DOCUMENT EXTRACT:
#####

July 08, 2006

What Champollion will decipher this hieroglyphic for us?

Yesterday, Lydia Joyce wrote to call my attention to Henry David Thoreau's transcendentalist phonology. The context is Thoreau's description of something that he calls "sand foliage" (Walden, Chapter XVII, "Spring"):

Few phenomena gave me more delight than to observe the forms which thawing sand and clay assume in flowing down the sides of a deep cut on the railroad through which I passed on my way to the village, a phenomenon not very common on so large a scale, though the number of freshly exposed banks of the right material must have been greatly multiplied since railroads were invented. The material was sand of every degree of fineness and of various rich colors, commonly mixed with a little clay. When the frost comes out in the spring, and even in a thawing day in the winter the sand begins to flow down the slopes like lava, sometimes bursting out through the snow and overflowing it where no sand was to be seen before. Innumerable little streams overlap and interlace one with another, exhibiting a sort of hybrid product, which obeys half way the law of currents, and half way that of vegetation. As it flows it takes the forms of sappy leaves or vines, making heaps of pulpy sprays a foot or more in depth, and resembling, as you look down on them, the laciniated lobed and imbricated thalluses of some lichens; or you are reminded of coral, of leopards' paws or birds' feet, of brains or lungs or bowels, and excrements of all kinds.

I can't remember the last time I walked through an unstabilized rail cut or road cut in the right sort of ground. But that most of us have seen similar patterns in flows of sand and clay, if only in the smaller and more temporary forms that children and waves create together at the beach. Thoreau is impressed by how quickly such patterns form:

The whole bank, which is from twenty to forty feet high, is sometimes overlaid with a mass of this kind of foliage, or sandy rupture, for a quarter of mile on one or both sides, the produce of one spring day. What makes this sand foliage remarkable is its springing into existence thus suddenly. When I see on the one side the inert bank,—for the sun acts on one side first,—and on the other this luxuriant foliage, the creation of an hour, I am affected as if in a peculiar sense I stood in the laboratory of the Artist who made the world and me,—had come to where he was still at work, sorting on this bank, and with excess of energy strewing his fresh designs about. I feel as if I were nearer to the vitals of the globe, for this sandy overflow is something such a foliaceous mass as the vitals of the animal body. You find thus in the very sands an anticipation of the vegetable leaf. No wonder that the earth expresses itself outwardly in leaves, it so labors with the idea inwardly. The atoms have already learned this law, and are pregnant by it.

#####

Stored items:
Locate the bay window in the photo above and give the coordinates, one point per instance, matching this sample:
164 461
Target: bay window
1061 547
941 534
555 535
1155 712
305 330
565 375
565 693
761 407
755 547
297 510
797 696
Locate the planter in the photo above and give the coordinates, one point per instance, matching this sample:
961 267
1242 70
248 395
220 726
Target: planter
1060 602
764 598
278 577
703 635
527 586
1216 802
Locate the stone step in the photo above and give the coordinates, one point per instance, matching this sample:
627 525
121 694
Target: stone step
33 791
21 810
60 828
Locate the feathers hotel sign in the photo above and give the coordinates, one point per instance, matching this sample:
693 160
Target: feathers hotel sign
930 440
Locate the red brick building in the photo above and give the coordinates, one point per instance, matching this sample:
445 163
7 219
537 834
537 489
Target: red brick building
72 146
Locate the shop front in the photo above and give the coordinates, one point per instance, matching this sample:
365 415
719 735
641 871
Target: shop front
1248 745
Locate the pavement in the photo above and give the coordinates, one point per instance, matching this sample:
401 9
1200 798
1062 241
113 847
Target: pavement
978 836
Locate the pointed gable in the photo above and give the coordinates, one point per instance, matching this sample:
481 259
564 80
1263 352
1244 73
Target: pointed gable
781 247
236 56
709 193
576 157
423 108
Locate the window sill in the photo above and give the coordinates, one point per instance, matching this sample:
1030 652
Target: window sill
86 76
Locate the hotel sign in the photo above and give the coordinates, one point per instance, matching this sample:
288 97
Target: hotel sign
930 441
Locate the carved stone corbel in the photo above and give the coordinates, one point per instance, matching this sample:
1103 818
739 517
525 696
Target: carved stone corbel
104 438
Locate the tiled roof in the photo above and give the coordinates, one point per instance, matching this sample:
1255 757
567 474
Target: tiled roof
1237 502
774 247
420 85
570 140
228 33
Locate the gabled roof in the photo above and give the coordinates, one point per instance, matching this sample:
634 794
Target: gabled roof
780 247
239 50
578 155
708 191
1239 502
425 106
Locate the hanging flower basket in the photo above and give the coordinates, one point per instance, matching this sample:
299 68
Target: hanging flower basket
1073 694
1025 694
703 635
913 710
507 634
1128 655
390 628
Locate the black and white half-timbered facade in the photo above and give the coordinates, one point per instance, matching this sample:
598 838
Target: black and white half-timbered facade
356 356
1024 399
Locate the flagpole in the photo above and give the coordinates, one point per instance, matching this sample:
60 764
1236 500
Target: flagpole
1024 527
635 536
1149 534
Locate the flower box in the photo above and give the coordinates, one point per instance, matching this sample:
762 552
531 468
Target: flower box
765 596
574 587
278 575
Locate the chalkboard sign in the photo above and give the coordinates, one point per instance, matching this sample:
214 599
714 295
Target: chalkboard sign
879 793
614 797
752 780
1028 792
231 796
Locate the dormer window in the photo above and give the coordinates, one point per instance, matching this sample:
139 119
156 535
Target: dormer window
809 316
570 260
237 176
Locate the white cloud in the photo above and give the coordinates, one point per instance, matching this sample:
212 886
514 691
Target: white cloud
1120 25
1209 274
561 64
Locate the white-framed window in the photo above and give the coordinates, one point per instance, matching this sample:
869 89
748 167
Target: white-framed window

#####

WHAT TO WORK ON:
**A)** Can you transcribe the records starting at the line that contains "Locate the dormer" and ending with the final line of the records?
**B)** Can you pick up the post on Thoreau's sand foliage and carry it on from its last sentence?
The text and the records were taken from unrelated sources.

ANSWERS PROVIDED:
**A)**
Locate the dormer window in the photo above and give the coordinates, one point per instance, matching this sample:
139 119
156 535
Target: dormer window
809 316
570 260
237 176
Locate the white cloud in the photo above and give the coordinates, one point per instance, matching this sample:
212 886
514 691
Target: white cloud
1120 25
1209 274
561 64
Locate the white-framed window in the photo above and give the coordinates, one point per instance, matching this sample:
869 89
748 167
Target: white-framed window

**B)**
It's not obvious why quick emergence should be more evocative of transcentalist musings than slow emergence is, but my own reactions are similar to Thoreau's. I suppose it's because sudden structures emphasize the process as much as the result.

Now we get to the phonology. The law that the atoms have learned, it seems, is a sort of transcendentalist sound law:

Internally whether in the globe or animal body, it is a moist thick lobe, a word especially applicable to the liver and lungs and the leaves of fat, (λείβω , labor, lapsus, to flow or slip downward, a lapsing; λοβός , globus, lobe, globe, also lap, flap, and many other words,) externally a dry thin leaf, even as the f and v are a pressed and dried b. The radicals of lobe are lb, the soft mass of the b (single lobed, or B, double lobed,) with a liquid l behind it pressing it forward. In globe, glb, the guttural g adds to the meaning the capacity of the throat. The feathers and wings of birds are still drier and thinner leaves. Thus, also, you pass from the lumpish grub in the earth to the airy and fluttering butterfly. The very globe continually transcends and translates itself, and becomes winged in its orbit. Even ice begins with delicate crystal leaves, as if it had flowed into moulds which the fronds of water plants have impressed on the watery mirror. The whole tree itself is but one leaf and rivers are still vaster leaves whose pulp is intervening earth, and towns and cities are the ova of insects in their axils.

It tells us something about Thoreau and his time that he starts his word lists with Greek and Latin, before going on to English, and that he analyzes the lists in terms of pseudo-Semitic "radicals", though he gives no actual Hebrew or Arabic roots. (The various on-line versions of Thoreau's text variously transliterate the Greek, or omit it in favor of a series of underscores, or render it as "[letters of the Greek alphabet]". Hey, folks, this is the Age of Unicode -- you can put the Greek back in.)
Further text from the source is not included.